### TEXTO DE LA PÁGINA
◇ ◇ ◇ ◇
Motivos para el desconsuelo, haberlos haylos. Hay quien cruza miles de kilómetros con una minimaleta para buscar una pizzería y unas chocolatinas que tiene en el súper de su barrio. Hay quien se encierra en un crucero para visitar postales en versión “mírame y no me toques”.

Salir de casa es poner en duda esa frase tan de necios, “este es el mejor lugar del mundo”. Este verano he recorrido un país donde los trenes pasan cada 10 minutos, los caminos rurales han mutado en carriles bici, sin hierbas y con bancos de madera que nadie roba. Hay bicis, muchas bicis. Y siempre encuentras alguna sorpresa, como las casitas que allí, siempre custodian un jardín al fondo. Aun así, ni siquiera me atrevo a decir si sí o si no. Solo que me han gustado los Países Bajos. Viajar es dudar. 

El verano te recuerda una manera de deshacer. La sensación de que siempre tienes 30 minutos más para lo que sea. Un paseo que no te lleva a ninguna parte tiene todo el sentido. Si abril y junio son un manual para la juventud, agosto hay que leerlo a partir de los 40. Puedes elegir entre esa nostalgia que solo recuerda que la infancia es el único momento imbatible, o asumir que el verano terminará, pero los que cambiamos somos nosotros. 

“Todo estaba a mi alcance, todo de pronto es nada”, resume Ida Vitale un atardecer, de esos de cielo precioso de agosto. “Solo acepto este mundo iluminado, cierto, inconstante, mío”, empieza un poema como descifrando que de todos los mundos posibles, a veces, olvidamos que es el nuestro en el que vivimos.
◇ ◇ ◇ ◇
### TAREA A
En el texto sobre viajar y el verano, ¿cada cuántos minutos pasan los trenes en el país recorrido este verano?

### DATOS DE TRABAJO
◇ ◇ ◇ ◇
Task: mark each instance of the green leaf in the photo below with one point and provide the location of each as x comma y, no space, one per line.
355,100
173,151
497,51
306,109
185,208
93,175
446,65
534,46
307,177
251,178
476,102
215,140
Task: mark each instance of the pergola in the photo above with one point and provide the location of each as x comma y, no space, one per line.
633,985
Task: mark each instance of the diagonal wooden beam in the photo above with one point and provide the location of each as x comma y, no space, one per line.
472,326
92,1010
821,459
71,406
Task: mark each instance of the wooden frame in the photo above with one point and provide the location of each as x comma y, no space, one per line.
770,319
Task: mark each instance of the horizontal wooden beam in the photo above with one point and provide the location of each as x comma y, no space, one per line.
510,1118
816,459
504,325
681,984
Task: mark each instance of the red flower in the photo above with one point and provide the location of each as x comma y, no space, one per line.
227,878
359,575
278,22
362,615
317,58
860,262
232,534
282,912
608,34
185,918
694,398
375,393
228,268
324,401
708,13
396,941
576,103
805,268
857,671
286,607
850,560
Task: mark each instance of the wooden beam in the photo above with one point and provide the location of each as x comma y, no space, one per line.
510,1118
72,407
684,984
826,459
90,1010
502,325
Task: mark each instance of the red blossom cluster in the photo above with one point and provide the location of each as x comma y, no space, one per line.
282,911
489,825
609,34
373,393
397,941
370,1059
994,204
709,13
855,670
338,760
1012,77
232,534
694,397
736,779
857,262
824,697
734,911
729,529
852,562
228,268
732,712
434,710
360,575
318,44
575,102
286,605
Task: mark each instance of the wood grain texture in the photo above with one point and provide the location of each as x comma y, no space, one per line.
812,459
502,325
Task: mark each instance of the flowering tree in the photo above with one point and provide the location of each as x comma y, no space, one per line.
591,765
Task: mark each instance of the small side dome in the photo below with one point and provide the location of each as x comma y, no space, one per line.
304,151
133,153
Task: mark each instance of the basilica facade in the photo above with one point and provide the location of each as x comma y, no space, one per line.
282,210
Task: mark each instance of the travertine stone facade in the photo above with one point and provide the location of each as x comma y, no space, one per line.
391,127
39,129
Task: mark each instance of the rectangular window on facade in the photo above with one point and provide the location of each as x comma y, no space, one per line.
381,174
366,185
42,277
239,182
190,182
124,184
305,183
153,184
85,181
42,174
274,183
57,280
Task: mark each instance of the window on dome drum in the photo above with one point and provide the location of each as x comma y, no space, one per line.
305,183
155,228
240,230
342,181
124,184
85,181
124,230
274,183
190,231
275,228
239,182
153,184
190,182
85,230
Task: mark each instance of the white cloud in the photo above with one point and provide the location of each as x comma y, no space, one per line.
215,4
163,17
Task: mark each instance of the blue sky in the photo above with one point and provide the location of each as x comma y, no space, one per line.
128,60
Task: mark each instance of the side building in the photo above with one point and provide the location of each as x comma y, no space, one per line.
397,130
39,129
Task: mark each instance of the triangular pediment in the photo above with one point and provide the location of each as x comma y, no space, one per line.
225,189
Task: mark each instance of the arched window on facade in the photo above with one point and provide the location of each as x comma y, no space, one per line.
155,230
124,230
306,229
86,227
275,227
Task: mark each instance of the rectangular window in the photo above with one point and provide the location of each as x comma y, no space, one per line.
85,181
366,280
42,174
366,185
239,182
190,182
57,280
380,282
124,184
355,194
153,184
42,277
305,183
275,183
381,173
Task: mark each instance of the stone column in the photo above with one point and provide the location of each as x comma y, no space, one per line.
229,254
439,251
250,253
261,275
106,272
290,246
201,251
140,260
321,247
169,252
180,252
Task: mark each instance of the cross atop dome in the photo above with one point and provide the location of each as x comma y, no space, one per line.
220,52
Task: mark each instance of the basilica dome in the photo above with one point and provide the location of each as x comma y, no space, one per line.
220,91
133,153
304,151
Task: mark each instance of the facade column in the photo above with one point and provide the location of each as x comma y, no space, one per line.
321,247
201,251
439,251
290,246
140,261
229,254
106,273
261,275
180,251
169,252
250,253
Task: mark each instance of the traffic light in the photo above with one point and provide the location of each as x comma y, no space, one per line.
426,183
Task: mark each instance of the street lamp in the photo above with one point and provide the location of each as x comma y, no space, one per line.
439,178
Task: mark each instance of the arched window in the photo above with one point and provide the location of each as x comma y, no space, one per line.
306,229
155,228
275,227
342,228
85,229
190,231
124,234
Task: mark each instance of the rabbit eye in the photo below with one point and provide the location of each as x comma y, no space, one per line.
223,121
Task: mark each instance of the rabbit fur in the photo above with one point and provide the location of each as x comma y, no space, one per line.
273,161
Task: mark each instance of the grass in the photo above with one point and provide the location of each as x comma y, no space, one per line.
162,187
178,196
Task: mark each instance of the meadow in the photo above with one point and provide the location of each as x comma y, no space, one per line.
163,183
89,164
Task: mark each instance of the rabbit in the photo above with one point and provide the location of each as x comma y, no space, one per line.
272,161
◇ ◇ ◇ ◇
### TAREA B
Localiza y copia cada línea de las entradas anteriores que contenga la cadena "below". Se distingue entre mayúsculas y minúsculas.

### RESPUESTA A
Cada 10 minutos.

### RESPUESTA B
Task: mark each instance of the green leaf in the photo below with one point and provide the location of each as x comma y, no space, one per line.
Task: mark each instance of the small side dome in the photo below with one point and provide the location of each as x comma y, no space, one per line.
Task: mark each instance of the rabbit eye in the photo below with one point and provide the location of each as x comma y, no space, one per line.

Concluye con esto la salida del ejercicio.